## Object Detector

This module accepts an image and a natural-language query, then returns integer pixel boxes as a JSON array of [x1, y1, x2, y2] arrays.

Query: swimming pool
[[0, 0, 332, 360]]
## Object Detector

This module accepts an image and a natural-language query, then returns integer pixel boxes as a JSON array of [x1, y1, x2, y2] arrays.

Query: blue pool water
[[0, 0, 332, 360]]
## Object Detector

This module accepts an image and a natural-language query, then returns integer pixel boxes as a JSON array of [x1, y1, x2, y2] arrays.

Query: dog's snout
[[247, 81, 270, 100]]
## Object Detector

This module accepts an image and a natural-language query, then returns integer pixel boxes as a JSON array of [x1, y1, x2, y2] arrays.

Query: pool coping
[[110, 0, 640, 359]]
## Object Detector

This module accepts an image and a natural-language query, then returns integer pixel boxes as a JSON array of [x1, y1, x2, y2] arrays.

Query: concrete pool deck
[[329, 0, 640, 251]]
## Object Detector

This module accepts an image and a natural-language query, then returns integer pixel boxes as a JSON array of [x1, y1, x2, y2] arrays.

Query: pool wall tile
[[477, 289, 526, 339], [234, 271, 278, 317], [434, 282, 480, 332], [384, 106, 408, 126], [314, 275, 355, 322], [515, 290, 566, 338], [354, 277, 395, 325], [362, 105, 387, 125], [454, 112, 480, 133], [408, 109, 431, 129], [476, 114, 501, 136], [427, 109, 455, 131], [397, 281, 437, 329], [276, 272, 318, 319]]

--

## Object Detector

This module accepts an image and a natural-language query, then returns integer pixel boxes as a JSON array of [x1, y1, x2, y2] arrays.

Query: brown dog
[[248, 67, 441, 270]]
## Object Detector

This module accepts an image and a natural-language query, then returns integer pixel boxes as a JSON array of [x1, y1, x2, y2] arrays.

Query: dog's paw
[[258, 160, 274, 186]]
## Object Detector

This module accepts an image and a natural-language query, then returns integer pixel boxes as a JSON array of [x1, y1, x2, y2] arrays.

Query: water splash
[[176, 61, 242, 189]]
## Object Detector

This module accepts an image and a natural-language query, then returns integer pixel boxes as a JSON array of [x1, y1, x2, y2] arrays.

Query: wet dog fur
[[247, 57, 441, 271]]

### SHORT PROBLEM
Please return, unchanged, each line of the items above that contains the word "pool".

### COMPLETE ANSWER
Query: swimming pool
Query: blue pool water
Query: pool coping
Query: concrete pool deck
Query: pool wall tile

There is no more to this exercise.